Count the lines in the records below that contain the string "branch". Reply with the number alone.

*-*-*

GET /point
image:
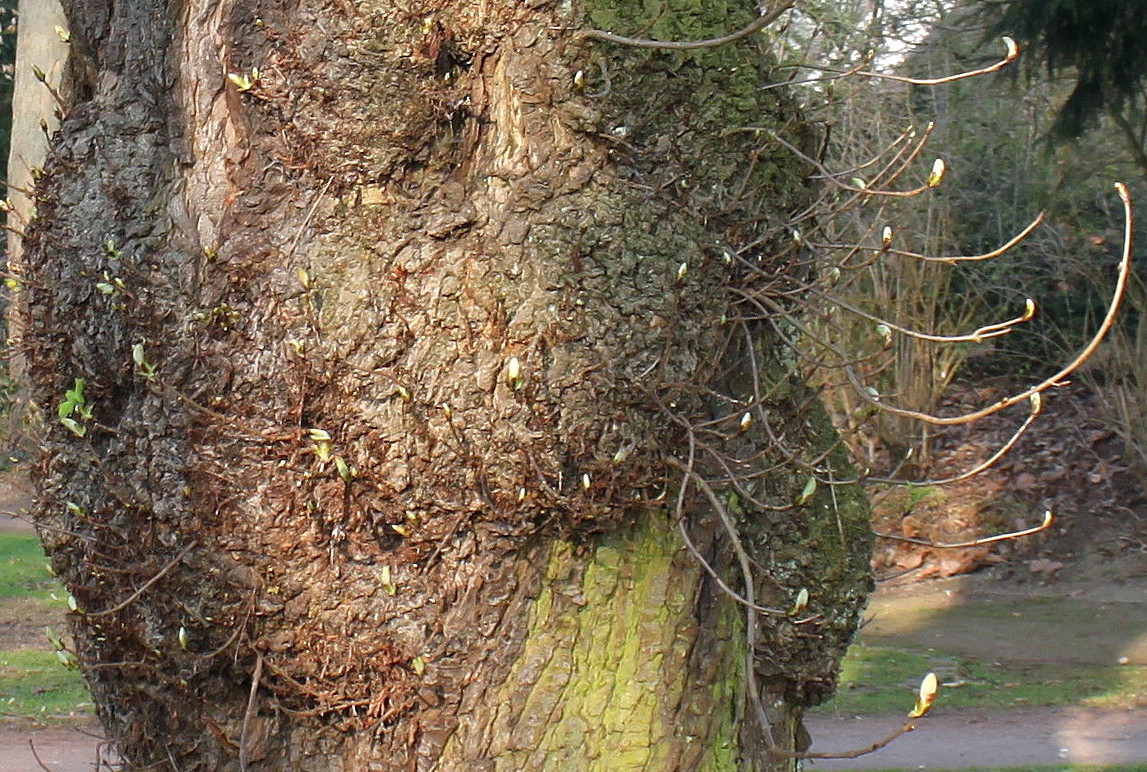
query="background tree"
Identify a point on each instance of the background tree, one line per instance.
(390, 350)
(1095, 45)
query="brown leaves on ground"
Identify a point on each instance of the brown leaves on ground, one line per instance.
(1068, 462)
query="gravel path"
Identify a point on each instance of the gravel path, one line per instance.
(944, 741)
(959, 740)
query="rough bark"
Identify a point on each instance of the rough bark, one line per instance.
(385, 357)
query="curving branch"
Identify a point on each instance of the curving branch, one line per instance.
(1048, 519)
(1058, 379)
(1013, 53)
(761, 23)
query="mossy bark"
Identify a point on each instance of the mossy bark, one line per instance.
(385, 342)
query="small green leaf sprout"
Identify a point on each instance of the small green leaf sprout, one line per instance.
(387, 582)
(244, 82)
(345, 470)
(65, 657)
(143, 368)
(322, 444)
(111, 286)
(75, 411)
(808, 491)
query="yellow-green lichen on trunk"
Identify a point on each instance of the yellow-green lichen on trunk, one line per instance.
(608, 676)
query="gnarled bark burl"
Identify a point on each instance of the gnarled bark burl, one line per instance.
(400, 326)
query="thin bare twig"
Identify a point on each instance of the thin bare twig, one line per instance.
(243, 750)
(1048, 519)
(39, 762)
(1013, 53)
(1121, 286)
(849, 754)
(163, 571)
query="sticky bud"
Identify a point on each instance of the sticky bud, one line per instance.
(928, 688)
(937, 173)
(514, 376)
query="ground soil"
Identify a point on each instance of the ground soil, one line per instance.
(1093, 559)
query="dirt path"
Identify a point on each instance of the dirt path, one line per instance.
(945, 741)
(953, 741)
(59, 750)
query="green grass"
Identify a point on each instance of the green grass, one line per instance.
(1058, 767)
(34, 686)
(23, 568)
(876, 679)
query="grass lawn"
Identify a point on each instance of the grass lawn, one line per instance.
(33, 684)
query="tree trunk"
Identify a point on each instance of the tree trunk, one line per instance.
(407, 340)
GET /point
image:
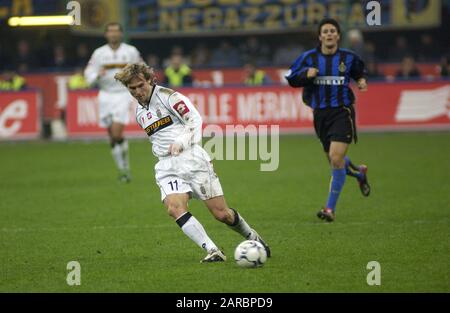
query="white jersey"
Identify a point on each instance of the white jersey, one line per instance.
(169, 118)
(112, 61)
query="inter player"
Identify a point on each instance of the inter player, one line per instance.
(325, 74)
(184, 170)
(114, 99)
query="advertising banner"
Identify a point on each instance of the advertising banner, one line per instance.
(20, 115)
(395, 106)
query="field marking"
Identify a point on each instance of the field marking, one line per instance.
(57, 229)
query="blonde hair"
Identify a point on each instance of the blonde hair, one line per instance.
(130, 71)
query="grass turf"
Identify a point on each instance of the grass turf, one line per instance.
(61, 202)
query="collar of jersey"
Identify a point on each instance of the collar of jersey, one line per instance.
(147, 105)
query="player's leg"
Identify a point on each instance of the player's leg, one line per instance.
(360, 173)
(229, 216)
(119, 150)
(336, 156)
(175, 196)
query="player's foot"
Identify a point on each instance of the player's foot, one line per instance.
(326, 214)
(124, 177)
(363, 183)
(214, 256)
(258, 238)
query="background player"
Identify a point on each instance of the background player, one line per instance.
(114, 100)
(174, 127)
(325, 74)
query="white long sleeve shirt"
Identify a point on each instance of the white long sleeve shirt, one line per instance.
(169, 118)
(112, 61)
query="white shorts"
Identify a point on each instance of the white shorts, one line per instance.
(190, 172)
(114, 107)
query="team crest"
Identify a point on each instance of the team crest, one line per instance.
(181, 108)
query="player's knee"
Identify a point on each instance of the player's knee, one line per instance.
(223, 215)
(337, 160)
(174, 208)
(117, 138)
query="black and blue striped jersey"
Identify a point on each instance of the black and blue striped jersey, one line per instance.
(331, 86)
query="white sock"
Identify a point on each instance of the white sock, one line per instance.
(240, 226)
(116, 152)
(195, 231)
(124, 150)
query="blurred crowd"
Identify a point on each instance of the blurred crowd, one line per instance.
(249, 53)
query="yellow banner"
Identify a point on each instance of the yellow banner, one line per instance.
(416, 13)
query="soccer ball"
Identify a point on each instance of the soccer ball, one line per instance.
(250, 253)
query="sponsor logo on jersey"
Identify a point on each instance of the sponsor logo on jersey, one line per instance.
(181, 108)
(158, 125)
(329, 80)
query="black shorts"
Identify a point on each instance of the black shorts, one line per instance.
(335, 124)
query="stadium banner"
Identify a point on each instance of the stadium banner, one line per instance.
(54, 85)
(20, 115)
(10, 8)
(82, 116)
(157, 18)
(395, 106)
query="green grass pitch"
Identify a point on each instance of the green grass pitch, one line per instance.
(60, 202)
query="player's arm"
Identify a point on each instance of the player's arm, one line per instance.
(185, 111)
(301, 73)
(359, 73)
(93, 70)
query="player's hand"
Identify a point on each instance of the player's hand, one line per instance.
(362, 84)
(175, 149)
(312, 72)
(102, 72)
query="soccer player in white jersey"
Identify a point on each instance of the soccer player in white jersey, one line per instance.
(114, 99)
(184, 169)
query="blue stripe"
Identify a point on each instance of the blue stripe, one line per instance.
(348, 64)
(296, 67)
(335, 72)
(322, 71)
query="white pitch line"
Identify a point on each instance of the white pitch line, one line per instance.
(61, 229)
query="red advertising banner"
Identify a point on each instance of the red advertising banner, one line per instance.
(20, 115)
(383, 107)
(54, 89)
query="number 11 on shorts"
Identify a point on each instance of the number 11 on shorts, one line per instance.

*-*-*

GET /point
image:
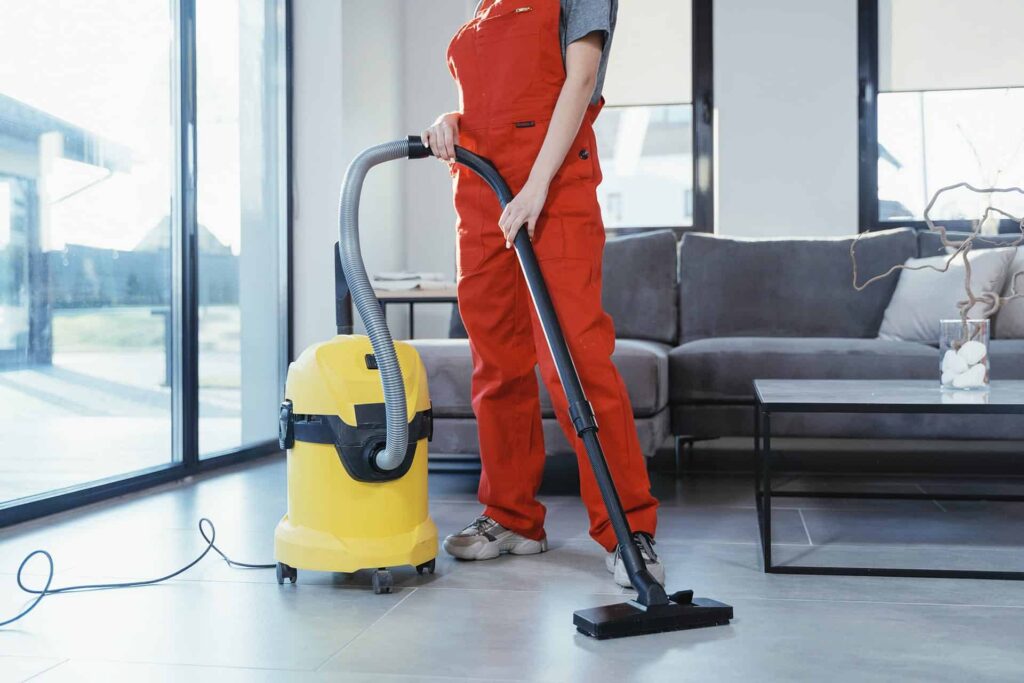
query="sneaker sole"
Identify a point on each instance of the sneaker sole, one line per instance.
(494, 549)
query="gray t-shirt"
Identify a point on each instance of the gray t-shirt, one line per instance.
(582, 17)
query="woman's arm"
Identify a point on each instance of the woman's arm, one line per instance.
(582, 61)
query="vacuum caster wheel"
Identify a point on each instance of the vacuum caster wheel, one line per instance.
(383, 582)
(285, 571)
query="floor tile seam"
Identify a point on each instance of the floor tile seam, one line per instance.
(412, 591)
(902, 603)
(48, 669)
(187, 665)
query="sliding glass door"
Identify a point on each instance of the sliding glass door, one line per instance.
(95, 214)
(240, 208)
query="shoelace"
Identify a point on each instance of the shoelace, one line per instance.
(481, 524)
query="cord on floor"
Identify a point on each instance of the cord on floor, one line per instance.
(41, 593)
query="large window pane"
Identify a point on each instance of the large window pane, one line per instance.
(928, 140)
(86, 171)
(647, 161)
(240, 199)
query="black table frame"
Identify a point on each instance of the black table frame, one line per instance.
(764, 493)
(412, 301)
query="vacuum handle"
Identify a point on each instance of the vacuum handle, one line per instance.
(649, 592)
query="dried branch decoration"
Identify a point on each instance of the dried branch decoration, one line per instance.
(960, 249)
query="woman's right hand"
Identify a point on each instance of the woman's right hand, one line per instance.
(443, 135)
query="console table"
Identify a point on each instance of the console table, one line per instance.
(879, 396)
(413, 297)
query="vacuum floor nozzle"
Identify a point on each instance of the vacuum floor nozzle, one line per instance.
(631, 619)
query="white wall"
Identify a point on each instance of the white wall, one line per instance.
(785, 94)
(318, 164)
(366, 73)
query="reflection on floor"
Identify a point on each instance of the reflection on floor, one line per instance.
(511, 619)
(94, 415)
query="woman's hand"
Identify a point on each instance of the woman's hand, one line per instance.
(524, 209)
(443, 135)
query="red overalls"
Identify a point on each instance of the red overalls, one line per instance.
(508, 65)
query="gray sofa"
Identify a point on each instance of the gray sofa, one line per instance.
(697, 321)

*-*-*

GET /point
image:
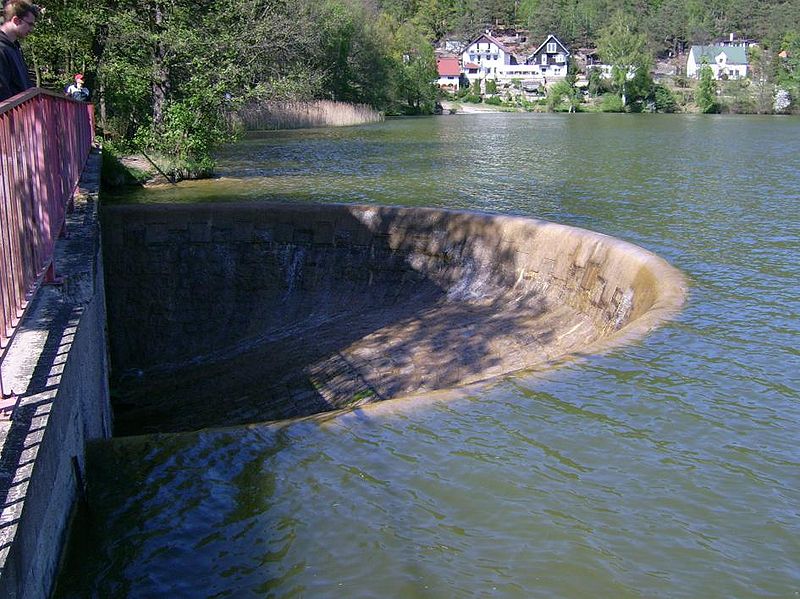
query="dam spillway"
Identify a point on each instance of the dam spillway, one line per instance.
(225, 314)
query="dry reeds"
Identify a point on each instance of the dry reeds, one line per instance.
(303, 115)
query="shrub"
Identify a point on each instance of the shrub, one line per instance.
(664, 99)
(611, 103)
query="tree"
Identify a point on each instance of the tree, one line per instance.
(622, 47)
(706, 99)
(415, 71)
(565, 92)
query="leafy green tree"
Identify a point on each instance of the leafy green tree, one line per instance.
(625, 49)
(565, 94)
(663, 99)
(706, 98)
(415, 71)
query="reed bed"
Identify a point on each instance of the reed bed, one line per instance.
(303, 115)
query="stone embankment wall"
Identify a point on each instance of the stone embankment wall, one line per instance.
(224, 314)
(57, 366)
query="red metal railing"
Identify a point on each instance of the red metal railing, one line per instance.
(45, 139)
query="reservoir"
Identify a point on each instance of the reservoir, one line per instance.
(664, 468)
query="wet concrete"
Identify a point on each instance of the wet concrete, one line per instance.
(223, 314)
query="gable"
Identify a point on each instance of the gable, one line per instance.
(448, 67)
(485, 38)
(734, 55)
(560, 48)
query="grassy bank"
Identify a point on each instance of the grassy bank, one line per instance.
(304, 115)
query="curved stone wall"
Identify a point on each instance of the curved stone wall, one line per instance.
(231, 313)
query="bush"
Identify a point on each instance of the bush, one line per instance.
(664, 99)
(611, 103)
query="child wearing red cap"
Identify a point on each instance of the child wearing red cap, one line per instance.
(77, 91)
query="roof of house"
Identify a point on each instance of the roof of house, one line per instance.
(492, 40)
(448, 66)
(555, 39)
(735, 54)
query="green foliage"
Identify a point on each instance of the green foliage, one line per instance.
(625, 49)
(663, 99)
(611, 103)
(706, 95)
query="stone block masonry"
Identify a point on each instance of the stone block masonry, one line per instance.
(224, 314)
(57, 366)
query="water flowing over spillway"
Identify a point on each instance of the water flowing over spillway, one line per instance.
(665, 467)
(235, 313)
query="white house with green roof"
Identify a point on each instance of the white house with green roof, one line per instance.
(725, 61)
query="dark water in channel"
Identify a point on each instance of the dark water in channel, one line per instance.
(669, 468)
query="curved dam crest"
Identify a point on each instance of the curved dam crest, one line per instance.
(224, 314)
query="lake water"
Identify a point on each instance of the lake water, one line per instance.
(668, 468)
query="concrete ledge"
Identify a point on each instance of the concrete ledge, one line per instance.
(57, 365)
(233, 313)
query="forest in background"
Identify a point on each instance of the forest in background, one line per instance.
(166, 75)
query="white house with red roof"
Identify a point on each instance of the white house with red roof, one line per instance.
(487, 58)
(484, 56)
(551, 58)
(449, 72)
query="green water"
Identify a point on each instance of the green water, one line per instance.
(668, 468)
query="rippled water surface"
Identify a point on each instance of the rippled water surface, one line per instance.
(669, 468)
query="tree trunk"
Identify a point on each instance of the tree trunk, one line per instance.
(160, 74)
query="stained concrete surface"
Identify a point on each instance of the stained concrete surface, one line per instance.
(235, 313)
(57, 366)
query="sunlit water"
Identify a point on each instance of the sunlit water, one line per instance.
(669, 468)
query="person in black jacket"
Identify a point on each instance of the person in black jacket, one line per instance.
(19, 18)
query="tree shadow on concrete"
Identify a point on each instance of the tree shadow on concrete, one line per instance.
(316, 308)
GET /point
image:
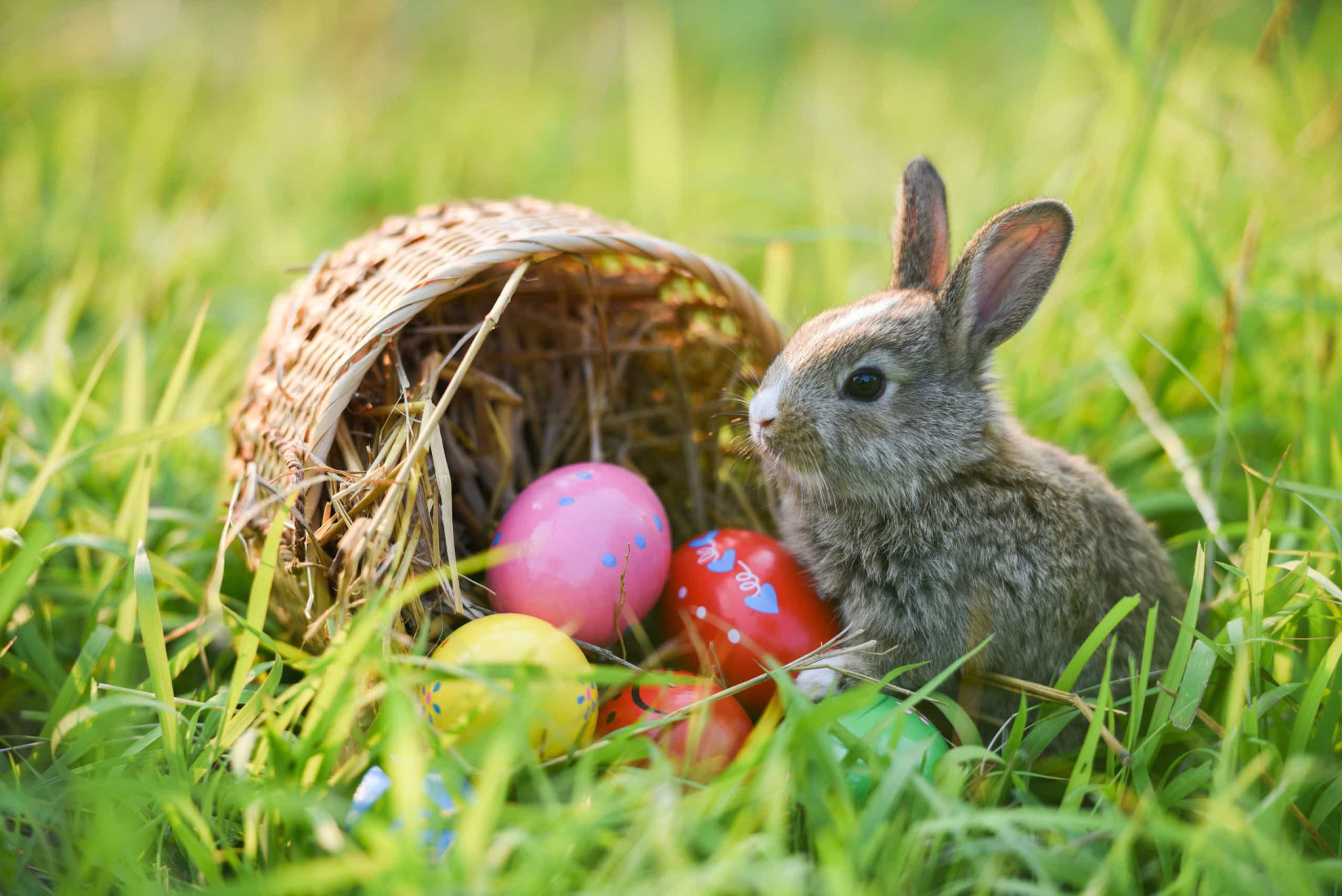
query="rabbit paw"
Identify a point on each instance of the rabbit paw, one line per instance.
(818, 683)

*-*-*

[TASK RESPONSE] 4